> **DATA EXTRACT**
+--

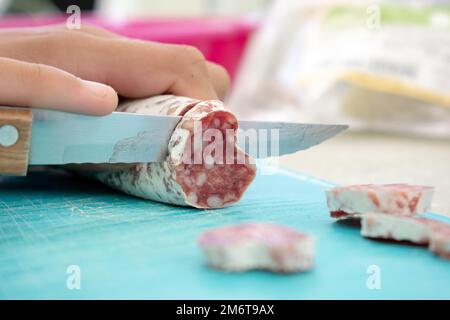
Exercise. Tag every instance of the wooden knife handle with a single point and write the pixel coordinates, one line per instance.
(15, 136)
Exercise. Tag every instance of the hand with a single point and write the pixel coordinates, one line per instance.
(83, 70)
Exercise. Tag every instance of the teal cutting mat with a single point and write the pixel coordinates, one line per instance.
(130, 248)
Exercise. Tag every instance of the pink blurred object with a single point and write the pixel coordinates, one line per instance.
(222, 40)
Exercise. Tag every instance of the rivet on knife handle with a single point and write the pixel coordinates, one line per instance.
(15, 134)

+--

> **DIRECTIONS**
Reproduce all the data as it stands. The pictures are not part of the copy.

> **EXERCISE RESULT**
Exercise. Tag every instance of the wooden knife handle with a single point and write the pixel coordinates, one line per instance.
(15, 136)
Exercise. Tag every instance of the hand with a single point and write the pixel coordinates, one line per instance.
(83, 70)
Exercise. Tag every instance of the teal cutting mat with a single point and write the pixel coordinates, one line per instance.
(130, 248)
Exercise. Tag every instance of the pink blurred object with a single point and write the pixel coordinates, one line per instance.
(222, 40)
Exercise. Tag every instance of the rivet on knife handle with a single point and write the pixel coordinates, one line per instance.
(15, 134)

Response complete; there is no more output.